■ **SET PROBLEM**: Can you transcribe every entry word for word, skipping the images?

[Object location annotation data]

▼

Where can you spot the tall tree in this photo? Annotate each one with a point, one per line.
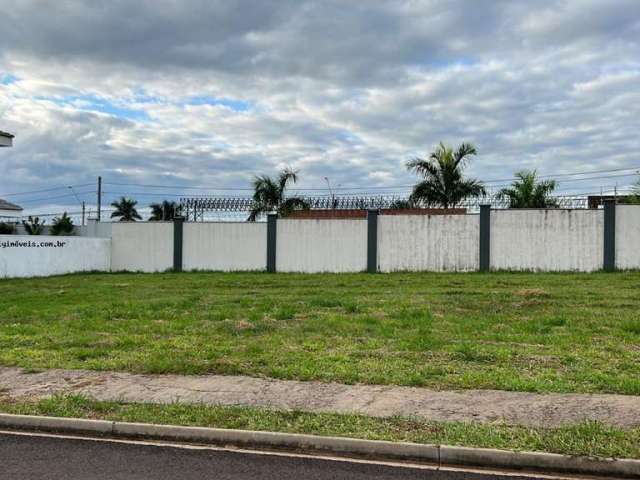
(527, 191)
(125, 210)
(635, 193)
(164, 211)
(270, 195)
(62, 225)
(444, 184)
(33, 226)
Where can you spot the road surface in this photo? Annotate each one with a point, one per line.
(52, 457)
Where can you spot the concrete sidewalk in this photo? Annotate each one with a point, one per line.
(381, 401)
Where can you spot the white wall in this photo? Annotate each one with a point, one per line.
(627, 236)
(547, 240)
(141, 247)
(224, 246)
(35, 257)
(321, 245)
(428, 242)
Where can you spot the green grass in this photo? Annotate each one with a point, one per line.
(525, 332)
(587, 438)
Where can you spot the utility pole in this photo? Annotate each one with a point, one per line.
(99, 197)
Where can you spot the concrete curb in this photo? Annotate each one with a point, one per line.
(431, 454)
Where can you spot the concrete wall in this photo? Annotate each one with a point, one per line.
(547, 240)
(37, 256)
(224, 246)
(431, 243)
(321, 246)
(143, 247)
(627, 236)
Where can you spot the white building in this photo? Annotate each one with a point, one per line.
(6, 139)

▲

■ **SOLUTION**:
Where can you spot the tall tree in this photo? Annotate each one with a point, one per line.
(527, 191)
(125, 210)
(635, 193)
(164, 211)
(270, 195)
(62, 225)
(444, 184)
(33, 226)
Where can you spot the road surface in this photo? Annotate each one with a point, one per line.
(52, 457)
Where can you spot the concrete sidewalk in this photo? Annotate each one with a point, one per line.
(381, 401)
Where can you spot the white wall in this photo? Annotate each one with a point, one per line.
(627, 236)
(547, 240)
(141, 247)
(224, 246)
(35, 257)
(321, 245)
(428, 242)
Where can you spot the green grass in this photo? Annotate each one with a point, one per line.
(525, 332)
(587, 438)
Where can you spot the utility pole in this photo? Annotate each one with a point, one per line.
(99, 197)
Where can you spot the concrete curb in this photo? Annotate each one with a point, one per line.
(431, 454)
Where can you spot the concrete wall in this photo? Annotate each one with a point, one per line.
(547, 240)
(37, 256)
(224, 246)
(431, 243)
(321, 246)
(143, 247)
(627, 236)
Where can you spot the white building in this photo? Annotate each one with a point, one per line.
(6, 139)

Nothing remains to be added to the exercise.